▸ **Problem**: Write out the lines below word for word, leaving out the pictures.
___ Exercise material
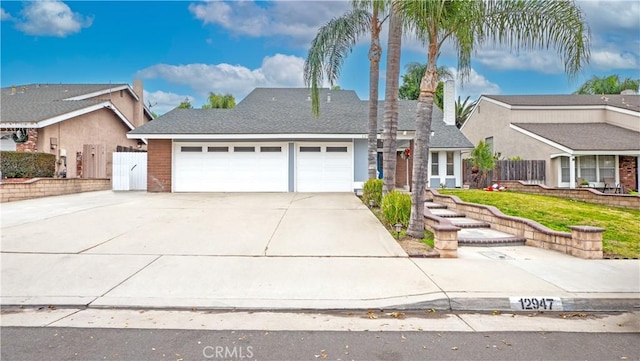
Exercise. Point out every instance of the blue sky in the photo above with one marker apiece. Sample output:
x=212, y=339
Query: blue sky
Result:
x=188, y=48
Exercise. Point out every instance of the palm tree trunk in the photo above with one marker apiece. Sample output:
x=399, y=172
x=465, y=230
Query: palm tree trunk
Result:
x=424, y=110
x=375, y=51
x=391, y=100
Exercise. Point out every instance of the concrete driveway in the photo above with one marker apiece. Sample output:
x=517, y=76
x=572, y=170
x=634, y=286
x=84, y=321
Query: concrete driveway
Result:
x=268, y=250
x=255, y=224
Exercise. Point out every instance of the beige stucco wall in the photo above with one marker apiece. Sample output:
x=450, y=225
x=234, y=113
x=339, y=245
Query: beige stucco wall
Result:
______
▸ **Solution to this exercise**:
Exercise. Point out every instance of the blue sky in the photo above with one marker apiece. Sample output:
x=212, y=339
Query: blue sky
Result:
x=188, y=48
Exercise. Point out every instance of the palm tree trunk in the photo above with one marker apiece. Sample output:
x=399, y=172
x=465, y=230
Query: palm tree trunk
Result:
x=424, y=110
x=375, y=51
x=391, y=100
Exercise. Point out every instance of the concrete driveway in the photo above with one marker apiece. Sample output:
x=517, y=76
x=572, y=170
x=634, y=286
x=84, y=321
Query: concrete driveway
Result:
x=268, y=250
x=255, y=224
Exercise. Point out every instance of the beige stucco wall in the photo above with one marker apiece. Sample output:
x=450, y=225
x=234, y=113
x=339, y=245
Query: beige stucco wall
Result:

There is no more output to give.